▶

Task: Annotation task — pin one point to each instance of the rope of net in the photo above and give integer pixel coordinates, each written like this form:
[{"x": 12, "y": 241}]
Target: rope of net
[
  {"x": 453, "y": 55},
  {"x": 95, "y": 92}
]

◀

_Task statement_.
Exactly reproduce every line of the records.

_Your solution_.
Task: Annotation task — pin one point to each instance of the rope of net in the photo above and give integer pixel coordinates, each written like this form:
[{"x": 12, "y": 241}]
Target: rope of net
[
  {"x": 453, "y": 55},
  {"x": 95, "y": 92}
]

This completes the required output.